TEXTO FORNECIDO:
________________________________________
AO PEDRO II TUDO OU NADA ?

Um pedaço da minha vida, aquele que vivi no historicamente conhecido colégio padrão do Brasil, está desenhado na minha mente, que o sinto em meu eu coberto de saudades. É a saudade gostosa que não dói no peito como a saudade dos amores perdidos. Ela é singular e arrasta consigo as mais doces lembranças de minha juventude.

Orgulhosa vesti o uniforme daquele famoso educandário. Ele tinha a cor cáqui, na parte lateral um emblema bordado com um globo terrestre e dois ramos de café. Este símbolo em nosso uniforme nos valeu o apelido de “café globo”, marca de café muito popular na época.

Sentíamo-nos um pouco acima das outras escolas porque tínhamos três uniformes: o cáqui, o de linho branco e um azul-marinho para lá de gala para solenidades especiais. Olha que não fazíamos parte da burguesia. Alguns alunos eram de famílias mais tradicionais e de melhor poder econômico, mas entre nós não havia distinção. Éramos todos iguais com aquele lendário uniforme e tínhamos orgulho de pertencer àquela casa do saber.

Sei que muitos em sua juventude não tiveram o privilégio de ter em suas escolas o grito de guerra, a famosa “tabuada”, que tem o aluno do Colégio Pedro II. Até hoje ela é um marco na vida de alunos e ex-alunos que se sentem emocionados ao cantá-la e ao ouvi-la.

“Soldados da Inteligência” são algumas das palavras escritas no nosso hino que também nos enchem de orgulho e que nos motivava a ser cada vez mais estudiosos.

Nossos mestres eram idolatrados por nós. Eram verdadeiros deuses da sabedoria.

Muitos povoam esse meu coração saudoso que, se me propusesse a falar de todos, daria para escrever um livro.

Como esquecer o prof. Abelardo Araújo que com sua dedicação me fez transportar para o mundo helênico com as suas fabulosas aulas de história. Grécia e Roma viviam naquela sala de aula sem que precisássemos embarcar numa nave do tempo para conhecer aquele Mundo Antigo

A matemática, a física e a química não me eram simpáticas, mas nem por isso deixei de estudá-las com capricho.

Outra professora presente em minhas lembranças era a jovem professora de história, Teresinha de Castro, que nos fez entender a verdadeira história do Brasil. Era muito preparada e entusiasta de sua disciplina.

Meu peito ainda se enche de orgulho quando me lembro de ter sido aluna do professor Omar Gutierrez, que se tornaria mais tarde catedrático de Língua Portuguesa da Universidade Estadual do Rio de Janeiro.

Como nos esquecermos de Evanildo Bechara e Domício Proença, hoje pertencentes ao seleto clube dos Imortais.
________________________________________
EXERCÍCIO PROPOSTO: Devolva, sem qualquer alteração, o trecho do texto sobre o Colégio Pedro II que começa em "Meu peito ainda" e termina em "clube dos Imortais.". A listagem provém de uma fonte diferente da do texto.

LISTAGEM FORNECIDA:
________________________________________
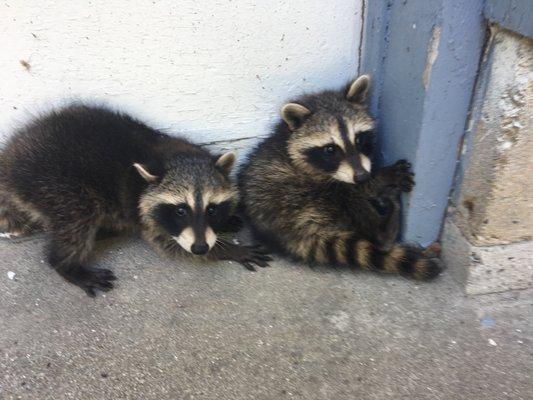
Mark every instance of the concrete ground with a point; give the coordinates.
(171, 330)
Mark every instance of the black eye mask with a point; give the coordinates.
(170, 217)
(323, 158)
(217, 215)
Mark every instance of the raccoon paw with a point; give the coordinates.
(250, 255)
(89, 279)
(404, 178)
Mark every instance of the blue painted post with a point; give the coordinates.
(429, 55)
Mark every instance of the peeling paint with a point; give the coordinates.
(432, 54)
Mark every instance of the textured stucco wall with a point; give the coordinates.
(215, 70)
(488, 235)
(496, 198)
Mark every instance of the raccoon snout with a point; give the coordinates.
(199, 248)
(361, 176)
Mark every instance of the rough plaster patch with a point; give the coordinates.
(433, 53)
(496, 202)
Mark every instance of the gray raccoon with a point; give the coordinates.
(309, 190)
(85, 169)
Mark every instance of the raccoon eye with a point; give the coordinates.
(181, 211)
(212, 210)
(328, 149)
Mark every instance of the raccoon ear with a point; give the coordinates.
(294, 115)
(358, 90)
(147, 176)
(225, 162)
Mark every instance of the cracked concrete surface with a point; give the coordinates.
(171, 330)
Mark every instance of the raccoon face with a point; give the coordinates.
(191, 203)
(335, 140)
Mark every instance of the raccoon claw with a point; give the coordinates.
(91, 279)
(250, 255)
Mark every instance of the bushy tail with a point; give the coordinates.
(405, 260)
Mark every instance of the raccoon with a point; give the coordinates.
(309, 190)
(85, 169)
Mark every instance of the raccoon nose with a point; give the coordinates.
(199, 248)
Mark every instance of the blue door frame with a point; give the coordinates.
(424, 57)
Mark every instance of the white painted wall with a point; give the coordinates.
(215, 70)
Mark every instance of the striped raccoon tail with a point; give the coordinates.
(408, 261)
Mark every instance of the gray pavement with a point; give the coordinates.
(173, 330)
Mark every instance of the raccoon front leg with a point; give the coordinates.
(386, 186)
(395, 178)
(69, 250)
(245, 255)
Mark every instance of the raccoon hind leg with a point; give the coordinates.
(68, 253)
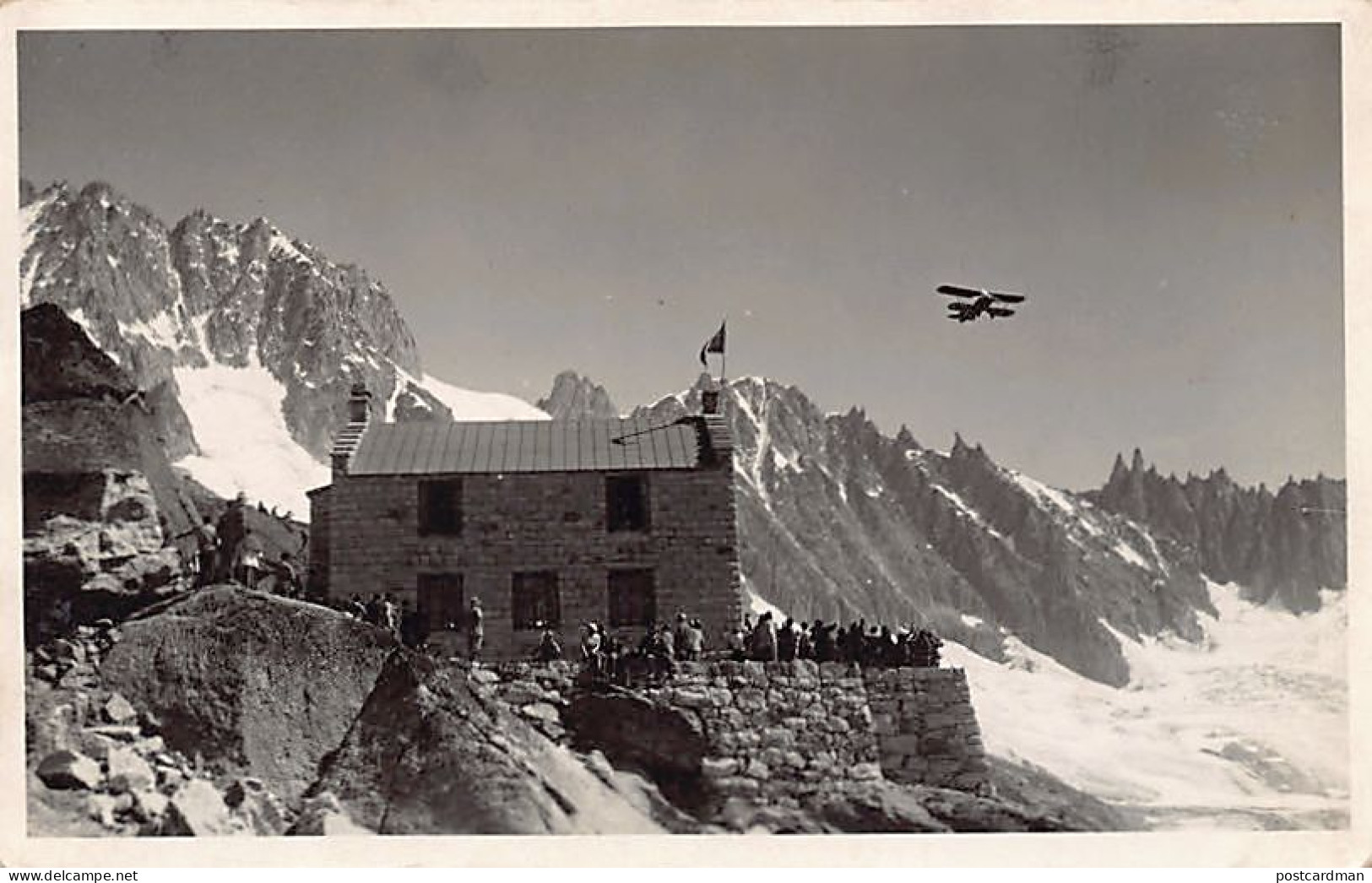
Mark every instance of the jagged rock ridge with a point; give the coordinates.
(577, 398)
(213, 292)
(1280, 547)
(840, 522)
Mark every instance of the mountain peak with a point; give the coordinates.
(574, 397)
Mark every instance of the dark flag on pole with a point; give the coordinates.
(713, 344)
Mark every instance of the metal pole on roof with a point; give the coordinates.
(724, 355)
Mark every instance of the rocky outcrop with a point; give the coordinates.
(102, 502)
(574, 397)
(663, 742)
(432, 751)
(840, 522)
(214, 292)
(1282, 547)
(257, 682)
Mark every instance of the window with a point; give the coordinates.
(626, 503)
(441, 601)
(534, 599)
(632, 598)
(441, 507)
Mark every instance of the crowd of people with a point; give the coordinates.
(230, 550)
(662, 646)
(829, 642)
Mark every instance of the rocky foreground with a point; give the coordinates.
(230, 712)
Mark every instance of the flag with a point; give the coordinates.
(713, 344)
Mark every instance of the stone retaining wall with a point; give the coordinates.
(781, 731)
(778, 733)
(926, 727)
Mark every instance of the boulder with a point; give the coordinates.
(198, 810)
(69, 770)
(881, 808)
(324, 816)
(102, 808)
(149, 805)
(430, 756)
(118, 711)
(261, 810)
(663, 742)
(127, 771)
(256, 680)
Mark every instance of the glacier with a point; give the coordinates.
(1246, 729)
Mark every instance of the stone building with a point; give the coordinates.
(619, 522)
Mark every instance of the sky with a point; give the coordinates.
(1167, 197)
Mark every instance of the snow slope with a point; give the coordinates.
(245, 443)
(246, 446)
(468, 404)
(1247, 729)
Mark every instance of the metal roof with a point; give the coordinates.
(428, 447)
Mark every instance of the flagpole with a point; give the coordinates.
(724, 357)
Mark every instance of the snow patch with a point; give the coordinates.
(30, 224)
(1255, 718)
(245, 443)
(757, 605)
(468, 404)
(1128, 553)
(160, 331)
(972, 513)
(281, 244)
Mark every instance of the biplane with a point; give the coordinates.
(981, 302)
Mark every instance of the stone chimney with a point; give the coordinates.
(350, 436)
(358, 404)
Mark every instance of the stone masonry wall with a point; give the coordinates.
(783, 731)
(544, 522)
(926, 727)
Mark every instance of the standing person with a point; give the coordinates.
(206, 551)
(391, 615)
(549, 647)
(681, 635)
(592, 649)
(250, 558)
(232, 528)
(764, 639)
(475, 631)
(786, 641)
(825, 647)
(375, 610)
(412, 627)
(695, 641)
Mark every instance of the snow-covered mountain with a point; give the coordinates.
(1282, 547)
(840, 522)
(575, 397)
(246, 339)
(1246, 729)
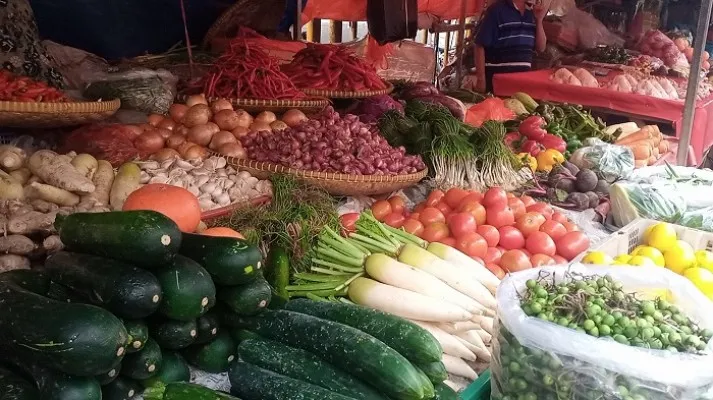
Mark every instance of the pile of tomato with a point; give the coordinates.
(504, 232)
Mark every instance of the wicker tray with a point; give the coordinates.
(335, 184)
(341, 94)
(50, 115)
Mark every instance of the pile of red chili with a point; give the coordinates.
(248, 72)
(332, 67)
(24, 89)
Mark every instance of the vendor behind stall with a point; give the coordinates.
(507, 36)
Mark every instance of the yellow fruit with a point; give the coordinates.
(597, 258)
(704, 259)
(679, 257)
(662, 236)
(652, 253)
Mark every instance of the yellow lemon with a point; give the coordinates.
(679, 257)
(641, 261)
(662, 236)
(652, 253)
(704, 259)
(597, 258)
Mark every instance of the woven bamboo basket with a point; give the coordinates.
(50, 115)
(334, 184)
(342, 94)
________________________________________
RESPOSTA:
Meu peito ainda se enche de orgulho quando me lembro de ter sido aluna do professor Omar Gutierrez, que se tornaria mais tarde catedrático de Língua Portuguesa da Universidade Estadual do Rio de Janeiro.

Como nos esquecermos de Evanildo Bechara e Domício Proença, hoje pertencentes ao seleto clube dos Imortais.